What this exercise asks:
**a.** According to the passage on military spending and Keynesian economics, when does the opportunity cost of military spending rise?
**b.** Please write the next few sentences of the passage on military spending and Keynesian economics, picking up after its final sentence.

Text segment:
Bastiat attacked the mmutilitarian logic that defense spending is always good for GDP. This is often derided by calling it military Keynesianism, but that is a misnomer because most of those people are just in favor of higher military expenditures regardless of the business cycle. Keynesians are often mischaracterized as always supporting increased government spending, but they support cutting government spending (to cut deficits) when unemployment is low. Military spending, like all government spending, is only good if it is more productive than its opportunity cost and the opportunity cost rises during economic expansions when businesses need more workers. In 2012, Ryan and Romney’s military spending priorities agreed with Keynesian logic because there happened to be high unemployment at the time and so there was a Keynesian justification for military spending. But Keynesians should support decreasing government spending when unemployment is low and Bush’s chief economic adviser, Michael Boskin always opposes defense cuts. For example, he opposed defense cuts in the mid 1990s when unemployment was extremely low and he made the nonsensical argument that it would increase unemployment at a time when unemployment was arguably too low. That is not Keynesianism, it is a true example of the broken window fallacy. Keynesianism recommend cutting government spending because unemployment was so low. When resources are fully employed, Keynesians agree with the broken window fallacy.

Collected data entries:

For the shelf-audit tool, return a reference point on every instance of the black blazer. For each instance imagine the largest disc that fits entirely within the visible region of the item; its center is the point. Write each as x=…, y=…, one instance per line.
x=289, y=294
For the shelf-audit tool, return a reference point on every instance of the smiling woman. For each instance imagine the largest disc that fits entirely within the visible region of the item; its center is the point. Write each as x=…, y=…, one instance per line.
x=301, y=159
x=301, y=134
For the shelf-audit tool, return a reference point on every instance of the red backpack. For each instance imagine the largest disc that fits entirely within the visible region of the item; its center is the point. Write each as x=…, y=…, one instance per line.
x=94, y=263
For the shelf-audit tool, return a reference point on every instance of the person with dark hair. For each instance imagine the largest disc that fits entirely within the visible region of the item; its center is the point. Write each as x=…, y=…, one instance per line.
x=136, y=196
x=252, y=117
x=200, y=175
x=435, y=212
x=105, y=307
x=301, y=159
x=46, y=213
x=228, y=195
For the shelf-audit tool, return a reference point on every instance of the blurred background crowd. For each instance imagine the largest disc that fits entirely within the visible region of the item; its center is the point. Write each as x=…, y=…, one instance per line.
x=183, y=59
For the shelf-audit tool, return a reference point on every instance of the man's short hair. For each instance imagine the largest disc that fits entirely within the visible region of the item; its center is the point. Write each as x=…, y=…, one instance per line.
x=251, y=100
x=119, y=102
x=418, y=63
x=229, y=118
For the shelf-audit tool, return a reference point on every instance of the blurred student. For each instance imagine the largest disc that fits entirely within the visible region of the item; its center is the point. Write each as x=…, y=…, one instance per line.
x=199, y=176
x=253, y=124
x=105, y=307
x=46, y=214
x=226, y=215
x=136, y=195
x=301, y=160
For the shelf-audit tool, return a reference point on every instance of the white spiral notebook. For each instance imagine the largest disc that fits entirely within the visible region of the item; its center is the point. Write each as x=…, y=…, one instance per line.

Per-task answers:
**a.** It rises during economic expansions, when businesses need more workers.

**b.**
When hoarding (wasteful saving) causes a recession, the opportunity cost of government spending is extremely low when spending redistributes resources from unproductive hoarders who have too much money to the unemployed who have too little. During economic expansions when unemployment is low, savings (mostly of older, richer people) is productively channeled by financial institutions to borrowers who need the money more than the savers. Like an invisible hand, finance channels the impulse to save and hoard into productive activity by lending savings to people with a greater need of the resources. When a recession happens, the invisible hand of finance stops channeling savings to put people to work. Instead, the invisible hand of finance puts savings into unproductive hoards. The money leaves the economy which makes the economy poorer. Workers lose their jobs due to the lack of spending and factory owners go bankrupt because their factories sit idle. Keynes’ genius was in realizing how monetary and fiscal policy can be used to make the clenched hand of finance relax and release the hoards to get people (and our capital equipment) working productively again.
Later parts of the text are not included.